- Excerpted passage:
# # #

# Waypoint Soil Test Results



## ellsbebc (May 5, 2019)

My lawn is split into three roughly equal parts (front, side, and back) at 6k sqft each so I sent in independent samples and looks like I have my hands full based on the results. For reference, the front and side are mostly bermuda while the back is zoysia. I read @g-man's Soil Remediation Guide and want to make sure I am understanding everything correctly before I try to grab some products at my local Site One and Ewing.

*Low pH* and should address with calcitic lime since I already have high Magnesium levels. With an average of about 5.0 pH across all three plots, I plan on 10lbs/sqft/month. Any limitations on when to apply lime (i.e. not when dormant)?

*Nitrogen (N). * Should I go with ammonium sulfate since I have acidic soil and low sulfur levels or try more of a balanced fertilizer? Do I need to avoid fertilizers with iron since those levels are already high?

# # #

Dataset excerpt:
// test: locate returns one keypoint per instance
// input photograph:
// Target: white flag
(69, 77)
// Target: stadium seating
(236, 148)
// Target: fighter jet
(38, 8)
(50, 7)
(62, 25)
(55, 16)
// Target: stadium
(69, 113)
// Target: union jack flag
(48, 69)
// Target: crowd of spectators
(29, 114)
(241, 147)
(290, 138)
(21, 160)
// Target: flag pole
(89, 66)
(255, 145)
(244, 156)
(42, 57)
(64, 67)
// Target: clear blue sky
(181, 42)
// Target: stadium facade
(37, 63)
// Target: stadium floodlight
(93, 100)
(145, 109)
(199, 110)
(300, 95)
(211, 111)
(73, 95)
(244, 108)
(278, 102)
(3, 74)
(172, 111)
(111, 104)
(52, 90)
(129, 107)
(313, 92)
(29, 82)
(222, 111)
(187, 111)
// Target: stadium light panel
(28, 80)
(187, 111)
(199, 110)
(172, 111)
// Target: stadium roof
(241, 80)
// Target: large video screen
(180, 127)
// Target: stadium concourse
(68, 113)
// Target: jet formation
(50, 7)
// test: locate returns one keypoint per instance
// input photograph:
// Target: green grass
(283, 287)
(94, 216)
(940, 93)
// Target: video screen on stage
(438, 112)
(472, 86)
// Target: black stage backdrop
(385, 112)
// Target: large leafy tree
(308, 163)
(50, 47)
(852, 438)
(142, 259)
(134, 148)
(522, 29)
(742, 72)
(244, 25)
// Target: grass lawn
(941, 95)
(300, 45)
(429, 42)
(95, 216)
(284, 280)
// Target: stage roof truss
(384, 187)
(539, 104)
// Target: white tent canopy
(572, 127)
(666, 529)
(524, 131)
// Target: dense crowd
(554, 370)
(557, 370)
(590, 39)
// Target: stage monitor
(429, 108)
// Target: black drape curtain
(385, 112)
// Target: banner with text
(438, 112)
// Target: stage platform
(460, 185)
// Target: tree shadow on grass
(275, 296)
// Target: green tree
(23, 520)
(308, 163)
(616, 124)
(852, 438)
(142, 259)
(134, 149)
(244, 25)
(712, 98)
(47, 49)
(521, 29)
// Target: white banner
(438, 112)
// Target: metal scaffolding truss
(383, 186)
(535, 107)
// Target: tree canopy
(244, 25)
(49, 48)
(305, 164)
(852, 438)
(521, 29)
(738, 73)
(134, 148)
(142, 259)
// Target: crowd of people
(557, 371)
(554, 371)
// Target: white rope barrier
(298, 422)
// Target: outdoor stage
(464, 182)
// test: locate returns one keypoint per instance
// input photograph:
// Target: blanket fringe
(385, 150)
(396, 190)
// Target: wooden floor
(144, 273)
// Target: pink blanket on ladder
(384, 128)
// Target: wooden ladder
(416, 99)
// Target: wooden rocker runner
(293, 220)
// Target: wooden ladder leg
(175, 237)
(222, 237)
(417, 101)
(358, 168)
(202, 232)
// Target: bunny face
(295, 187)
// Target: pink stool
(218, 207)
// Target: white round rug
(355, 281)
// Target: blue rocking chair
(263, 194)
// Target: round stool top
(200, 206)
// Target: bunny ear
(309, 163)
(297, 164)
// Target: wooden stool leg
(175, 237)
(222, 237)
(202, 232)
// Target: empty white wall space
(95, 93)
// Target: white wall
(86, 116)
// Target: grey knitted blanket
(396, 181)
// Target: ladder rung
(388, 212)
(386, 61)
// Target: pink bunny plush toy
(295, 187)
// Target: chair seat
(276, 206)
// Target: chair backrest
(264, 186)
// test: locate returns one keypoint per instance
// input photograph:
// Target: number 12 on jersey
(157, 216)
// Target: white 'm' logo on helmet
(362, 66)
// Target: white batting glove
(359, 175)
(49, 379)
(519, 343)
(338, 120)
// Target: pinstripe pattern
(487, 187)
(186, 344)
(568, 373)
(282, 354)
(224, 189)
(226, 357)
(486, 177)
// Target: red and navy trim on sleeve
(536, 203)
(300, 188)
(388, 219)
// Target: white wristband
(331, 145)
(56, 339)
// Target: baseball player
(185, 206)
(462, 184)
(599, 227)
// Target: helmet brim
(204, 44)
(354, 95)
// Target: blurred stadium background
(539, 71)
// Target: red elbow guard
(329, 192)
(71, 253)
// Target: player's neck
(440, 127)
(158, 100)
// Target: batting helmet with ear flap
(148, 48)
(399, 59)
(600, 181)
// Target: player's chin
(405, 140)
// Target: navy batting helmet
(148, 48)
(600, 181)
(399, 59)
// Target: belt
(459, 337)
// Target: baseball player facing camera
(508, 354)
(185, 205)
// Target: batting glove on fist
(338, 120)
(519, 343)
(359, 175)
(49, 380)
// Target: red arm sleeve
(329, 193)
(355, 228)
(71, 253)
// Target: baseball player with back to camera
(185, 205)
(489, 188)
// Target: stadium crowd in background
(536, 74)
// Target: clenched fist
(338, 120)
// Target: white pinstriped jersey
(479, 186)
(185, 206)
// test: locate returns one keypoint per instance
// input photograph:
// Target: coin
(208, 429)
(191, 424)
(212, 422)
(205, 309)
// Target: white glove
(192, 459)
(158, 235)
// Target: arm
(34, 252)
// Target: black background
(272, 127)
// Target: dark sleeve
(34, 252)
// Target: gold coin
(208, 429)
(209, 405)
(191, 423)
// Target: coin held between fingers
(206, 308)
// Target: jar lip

# # #

- What you need to do:
1. Rewrite the stretch of the records from the line containing "with ear flap" through the last line of the records as a JSON list of strings, one string per line and with blank lines omitted.
2. Extend the soil test post from the point where it stops.
The soil test post and the records have no connection to each other.

- Responses per task:
1.
[
  "// Target: batting helmet with ear flap",
  "(148, 48)",
  "(399, 59)",
  "(600, 181)",
  "// Target: player's chin",
  "(405, 140)",
  "// Target: navy batting helmet",
  "(148, 48)",
  "(600, 181)",
  "(399, 59)",
  "// Target: belt",
  "(459, 337)",
  "// Target: baseball player facing camera",
  "(508, 354)",
  "(185, 205)",
  "// Target: batting glove on fist",
  "(338, 120)",
  "(519, 343)",
  "(359, 175)",
  "(49, 380)",
  "// Target: red arm sleeve",
  "(329, 193)",
  "(355, 228)",
  "(71, 253)",
  "// Target: baseball player with back to camera",
  "(185, 205)",
  "(489, 188)",
  "// Target: stadium crowd in background",
  "(536, 74)",
  "// Target: clenched fist",
  "(338, 120)",
  "// Target: white pinstriped jersey",
  "(479, 186)",
  "(185, 206)",
  "// test: locate returns one keypoint per instance",
  "// input photograph:",
  "// Target: coin",
  "(208, 429)",
  "(191, 424)",
  "(212, 422)",
  "(205, 309)",
  "// Target: white glove",
  "(192, 459)",
  "(158, 235)",
  "// Target: arm",
  "(34, 252)",
  "// Target: black background",
  "(272, 127)",
  "// Target: dark sleeve",
  "(34, 252)",
  "// Target: gold coin",
  "(208, 429)",
  "(209, 405)",
  "(191, 423)",
  "// Target: coin held between fingers",
  "(206, 308)",
  "// Target: jar lip"
]

2.
*Low phosphorous (P)* in front and side yard. Should I try to find some diammonium phosphate (DAP)?

*Extremely low potassium (K)* and apply SOP (0-0-50) at 2 lb/sqft/month. Is that two pounds of AI or two pounds of product?
https://store.ewingirrigation.com/51700200-0-0-50-sulfate-of-potash-fertilizer

I think my focus should be on pH and the macros, not micros. Definitely open to recommendations since this is my first soil test and still have my training wheels when it comes to lawn care.


----------



## g-man (Jun 15, 2017)

It think you got it pretty close. I glad to see that the guides can help someone get close.

I would use calcitic like you said. If it is fast acting, follow the bag instructions. Otherwise you can do 50lb/ksqft at once now and then keep going in 6 months. It is going to take a while to get to 140lb/ksqft, this is a marathon not a 100m sprint.

For P, DAP or TSP will work.

For K, SOP will be best since it also gets you sulfur. 2lb of SOP/ksqft (product not so).

For nitrogen urea will work.

Focus on the macros for now.


----------



## ellsbebc (May 5, 2019)

Appreciate the feedback, @g-man. Your guideline was definitely helpful and hopefully many other users can benefit from it as well.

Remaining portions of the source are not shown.